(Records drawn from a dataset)

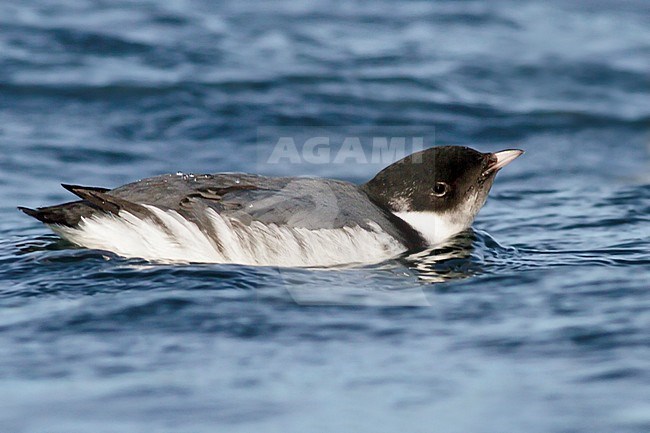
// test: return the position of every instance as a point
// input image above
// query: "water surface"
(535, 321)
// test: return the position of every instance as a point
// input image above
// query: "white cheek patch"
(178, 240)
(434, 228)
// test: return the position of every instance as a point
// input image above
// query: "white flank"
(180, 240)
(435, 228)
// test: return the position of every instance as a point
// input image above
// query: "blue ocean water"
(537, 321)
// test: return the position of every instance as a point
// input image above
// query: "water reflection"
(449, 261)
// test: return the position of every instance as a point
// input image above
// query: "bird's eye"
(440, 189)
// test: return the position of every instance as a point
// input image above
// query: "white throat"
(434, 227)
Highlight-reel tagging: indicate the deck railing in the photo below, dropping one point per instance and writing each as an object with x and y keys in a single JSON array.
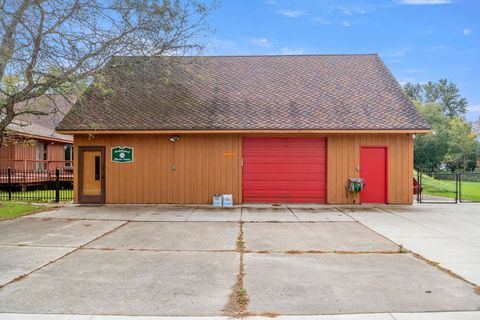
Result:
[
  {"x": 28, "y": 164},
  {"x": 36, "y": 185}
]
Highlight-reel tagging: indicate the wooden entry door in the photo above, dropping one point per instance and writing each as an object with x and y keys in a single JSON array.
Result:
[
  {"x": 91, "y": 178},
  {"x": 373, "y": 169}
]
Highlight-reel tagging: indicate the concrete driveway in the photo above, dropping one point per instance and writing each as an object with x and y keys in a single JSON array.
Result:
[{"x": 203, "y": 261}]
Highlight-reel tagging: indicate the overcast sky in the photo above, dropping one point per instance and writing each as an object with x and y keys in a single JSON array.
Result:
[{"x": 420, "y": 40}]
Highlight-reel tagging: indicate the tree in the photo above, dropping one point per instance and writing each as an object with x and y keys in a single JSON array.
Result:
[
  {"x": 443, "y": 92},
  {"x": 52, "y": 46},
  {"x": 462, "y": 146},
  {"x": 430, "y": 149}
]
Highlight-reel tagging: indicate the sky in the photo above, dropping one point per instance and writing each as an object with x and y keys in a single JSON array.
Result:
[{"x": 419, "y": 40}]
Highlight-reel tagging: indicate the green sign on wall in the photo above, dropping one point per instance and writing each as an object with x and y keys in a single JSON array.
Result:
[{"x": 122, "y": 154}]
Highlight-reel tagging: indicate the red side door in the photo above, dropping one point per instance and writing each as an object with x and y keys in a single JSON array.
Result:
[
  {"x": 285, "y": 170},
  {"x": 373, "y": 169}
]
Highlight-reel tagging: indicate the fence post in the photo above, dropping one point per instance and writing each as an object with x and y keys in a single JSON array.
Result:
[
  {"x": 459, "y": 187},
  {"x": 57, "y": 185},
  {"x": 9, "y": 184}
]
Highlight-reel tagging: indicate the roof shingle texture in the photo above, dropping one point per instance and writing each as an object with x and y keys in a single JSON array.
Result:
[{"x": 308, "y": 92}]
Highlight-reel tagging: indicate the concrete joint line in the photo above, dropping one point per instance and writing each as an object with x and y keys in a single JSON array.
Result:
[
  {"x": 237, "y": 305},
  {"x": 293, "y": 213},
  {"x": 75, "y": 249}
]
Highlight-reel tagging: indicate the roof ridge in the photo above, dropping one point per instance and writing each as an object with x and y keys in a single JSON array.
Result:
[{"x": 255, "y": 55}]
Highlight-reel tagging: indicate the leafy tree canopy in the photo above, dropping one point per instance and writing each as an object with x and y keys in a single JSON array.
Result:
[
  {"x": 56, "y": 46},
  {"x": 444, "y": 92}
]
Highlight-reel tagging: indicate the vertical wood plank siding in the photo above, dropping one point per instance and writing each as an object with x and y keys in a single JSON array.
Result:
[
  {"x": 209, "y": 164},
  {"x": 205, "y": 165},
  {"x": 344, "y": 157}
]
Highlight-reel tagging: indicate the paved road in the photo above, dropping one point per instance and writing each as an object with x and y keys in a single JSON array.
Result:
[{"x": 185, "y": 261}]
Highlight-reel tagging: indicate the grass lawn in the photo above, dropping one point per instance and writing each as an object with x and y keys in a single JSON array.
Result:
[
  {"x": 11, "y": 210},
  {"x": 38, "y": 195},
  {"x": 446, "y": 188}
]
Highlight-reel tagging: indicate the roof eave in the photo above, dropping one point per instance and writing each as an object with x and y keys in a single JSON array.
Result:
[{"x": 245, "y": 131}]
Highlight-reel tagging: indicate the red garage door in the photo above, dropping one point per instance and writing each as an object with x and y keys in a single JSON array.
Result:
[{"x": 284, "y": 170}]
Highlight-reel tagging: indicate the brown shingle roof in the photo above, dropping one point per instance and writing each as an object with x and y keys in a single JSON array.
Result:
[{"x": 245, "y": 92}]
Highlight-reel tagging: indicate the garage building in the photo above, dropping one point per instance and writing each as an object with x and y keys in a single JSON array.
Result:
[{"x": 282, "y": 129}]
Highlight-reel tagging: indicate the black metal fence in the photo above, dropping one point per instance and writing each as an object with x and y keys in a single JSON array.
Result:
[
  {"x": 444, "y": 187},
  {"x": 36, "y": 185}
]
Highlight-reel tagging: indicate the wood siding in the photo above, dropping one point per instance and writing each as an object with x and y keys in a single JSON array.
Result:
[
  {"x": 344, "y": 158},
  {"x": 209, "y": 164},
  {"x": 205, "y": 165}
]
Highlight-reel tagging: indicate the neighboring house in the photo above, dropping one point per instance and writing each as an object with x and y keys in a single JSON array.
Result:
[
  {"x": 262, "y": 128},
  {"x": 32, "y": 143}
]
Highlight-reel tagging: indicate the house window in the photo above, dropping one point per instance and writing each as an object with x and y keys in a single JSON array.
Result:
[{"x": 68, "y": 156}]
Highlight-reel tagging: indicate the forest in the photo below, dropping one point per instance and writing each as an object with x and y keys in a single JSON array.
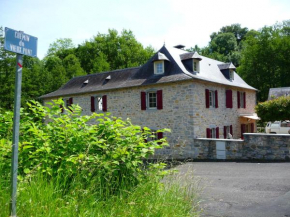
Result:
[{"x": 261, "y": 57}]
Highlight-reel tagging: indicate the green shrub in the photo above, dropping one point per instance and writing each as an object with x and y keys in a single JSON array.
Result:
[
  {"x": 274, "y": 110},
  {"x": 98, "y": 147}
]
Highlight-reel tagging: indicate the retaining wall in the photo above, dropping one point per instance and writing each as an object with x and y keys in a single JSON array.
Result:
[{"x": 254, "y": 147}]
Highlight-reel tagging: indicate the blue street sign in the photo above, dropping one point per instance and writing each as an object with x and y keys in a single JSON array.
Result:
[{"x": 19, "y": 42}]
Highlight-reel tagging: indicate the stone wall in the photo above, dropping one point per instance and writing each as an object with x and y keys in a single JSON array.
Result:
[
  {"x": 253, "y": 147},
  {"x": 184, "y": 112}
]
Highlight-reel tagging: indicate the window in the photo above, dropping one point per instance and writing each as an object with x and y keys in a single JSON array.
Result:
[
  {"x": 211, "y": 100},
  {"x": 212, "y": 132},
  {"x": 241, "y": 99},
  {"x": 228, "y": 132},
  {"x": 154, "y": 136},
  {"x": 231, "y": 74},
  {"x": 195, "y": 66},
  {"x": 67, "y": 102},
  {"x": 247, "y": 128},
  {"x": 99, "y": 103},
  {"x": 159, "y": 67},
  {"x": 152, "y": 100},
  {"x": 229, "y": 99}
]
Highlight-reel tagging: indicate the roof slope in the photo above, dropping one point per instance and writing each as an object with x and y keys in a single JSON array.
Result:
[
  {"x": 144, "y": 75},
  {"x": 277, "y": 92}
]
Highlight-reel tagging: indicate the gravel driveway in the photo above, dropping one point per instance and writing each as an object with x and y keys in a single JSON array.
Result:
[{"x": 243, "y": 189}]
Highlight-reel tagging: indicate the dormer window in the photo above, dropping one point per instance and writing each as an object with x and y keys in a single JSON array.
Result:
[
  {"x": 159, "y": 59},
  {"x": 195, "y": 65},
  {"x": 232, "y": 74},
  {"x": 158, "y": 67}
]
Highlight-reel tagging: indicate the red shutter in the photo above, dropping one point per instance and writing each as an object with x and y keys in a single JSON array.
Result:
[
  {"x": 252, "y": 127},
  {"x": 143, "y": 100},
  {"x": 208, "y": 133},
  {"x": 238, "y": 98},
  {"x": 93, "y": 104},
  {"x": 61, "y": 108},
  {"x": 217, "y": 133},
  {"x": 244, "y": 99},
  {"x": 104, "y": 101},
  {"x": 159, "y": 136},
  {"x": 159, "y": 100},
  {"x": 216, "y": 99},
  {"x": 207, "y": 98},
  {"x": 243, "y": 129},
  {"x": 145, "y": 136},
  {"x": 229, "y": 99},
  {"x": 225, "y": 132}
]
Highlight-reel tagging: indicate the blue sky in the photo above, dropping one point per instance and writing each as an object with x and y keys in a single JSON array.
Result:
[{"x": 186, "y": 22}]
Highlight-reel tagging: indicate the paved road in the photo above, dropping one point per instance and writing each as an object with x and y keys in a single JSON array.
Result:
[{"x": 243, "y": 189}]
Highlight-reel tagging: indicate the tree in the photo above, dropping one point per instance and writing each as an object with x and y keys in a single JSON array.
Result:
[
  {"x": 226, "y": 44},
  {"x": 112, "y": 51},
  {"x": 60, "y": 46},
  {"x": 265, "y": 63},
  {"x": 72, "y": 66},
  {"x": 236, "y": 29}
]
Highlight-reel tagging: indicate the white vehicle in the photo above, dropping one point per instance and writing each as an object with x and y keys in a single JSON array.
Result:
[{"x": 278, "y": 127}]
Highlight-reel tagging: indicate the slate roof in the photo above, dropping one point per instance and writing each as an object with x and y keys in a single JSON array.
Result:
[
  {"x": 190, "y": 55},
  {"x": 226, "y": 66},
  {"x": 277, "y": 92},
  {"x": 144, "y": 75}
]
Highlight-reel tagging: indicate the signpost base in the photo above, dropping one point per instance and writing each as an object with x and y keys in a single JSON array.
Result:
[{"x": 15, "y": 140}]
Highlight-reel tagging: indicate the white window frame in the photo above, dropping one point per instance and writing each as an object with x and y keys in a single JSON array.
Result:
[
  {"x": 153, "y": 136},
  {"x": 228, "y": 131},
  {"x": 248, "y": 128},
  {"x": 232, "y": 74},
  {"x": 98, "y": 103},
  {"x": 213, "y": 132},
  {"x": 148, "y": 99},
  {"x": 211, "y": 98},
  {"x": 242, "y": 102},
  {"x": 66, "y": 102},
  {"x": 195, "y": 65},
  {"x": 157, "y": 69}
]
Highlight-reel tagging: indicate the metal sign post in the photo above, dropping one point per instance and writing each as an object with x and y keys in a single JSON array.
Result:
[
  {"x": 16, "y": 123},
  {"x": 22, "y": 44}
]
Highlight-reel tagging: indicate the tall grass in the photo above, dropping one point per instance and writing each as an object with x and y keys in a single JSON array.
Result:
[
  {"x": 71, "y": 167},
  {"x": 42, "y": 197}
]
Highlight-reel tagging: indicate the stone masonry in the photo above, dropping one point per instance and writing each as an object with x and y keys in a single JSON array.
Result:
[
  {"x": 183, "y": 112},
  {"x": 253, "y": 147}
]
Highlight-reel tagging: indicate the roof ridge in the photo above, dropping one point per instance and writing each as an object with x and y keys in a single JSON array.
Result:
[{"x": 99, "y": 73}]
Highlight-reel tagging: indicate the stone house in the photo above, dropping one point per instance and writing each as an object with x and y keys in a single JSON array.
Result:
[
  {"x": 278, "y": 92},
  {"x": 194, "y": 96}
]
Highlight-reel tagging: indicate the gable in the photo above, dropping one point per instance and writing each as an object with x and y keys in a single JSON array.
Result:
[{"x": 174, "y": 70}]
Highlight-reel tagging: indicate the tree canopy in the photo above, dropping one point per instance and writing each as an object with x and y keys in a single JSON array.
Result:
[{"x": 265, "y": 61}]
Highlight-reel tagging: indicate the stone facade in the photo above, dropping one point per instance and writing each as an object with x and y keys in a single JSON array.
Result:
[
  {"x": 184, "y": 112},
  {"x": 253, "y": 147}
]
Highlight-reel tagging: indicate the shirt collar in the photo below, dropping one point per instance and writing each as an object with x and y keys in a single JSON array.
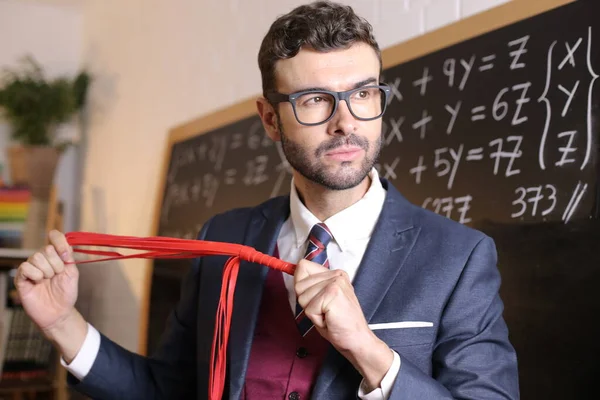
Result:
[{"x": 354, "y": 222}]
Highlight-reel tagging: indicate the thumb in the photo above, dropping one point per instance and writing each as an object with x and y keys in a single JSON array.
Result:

** PROMPT **
Each line in the records above with "green" must be returned.

** REPLY TO THE TASK **
Highlight-reel tagging: indicate the green sign on wall in the photo above, dropping one point per instance and writing each as an object with x and y keys in a single JSON array.
Highlight-reel tagging: indicate the green shrub in the photo above, dropping one point per instance and writing each as an object with x and y keys in a single JSON array.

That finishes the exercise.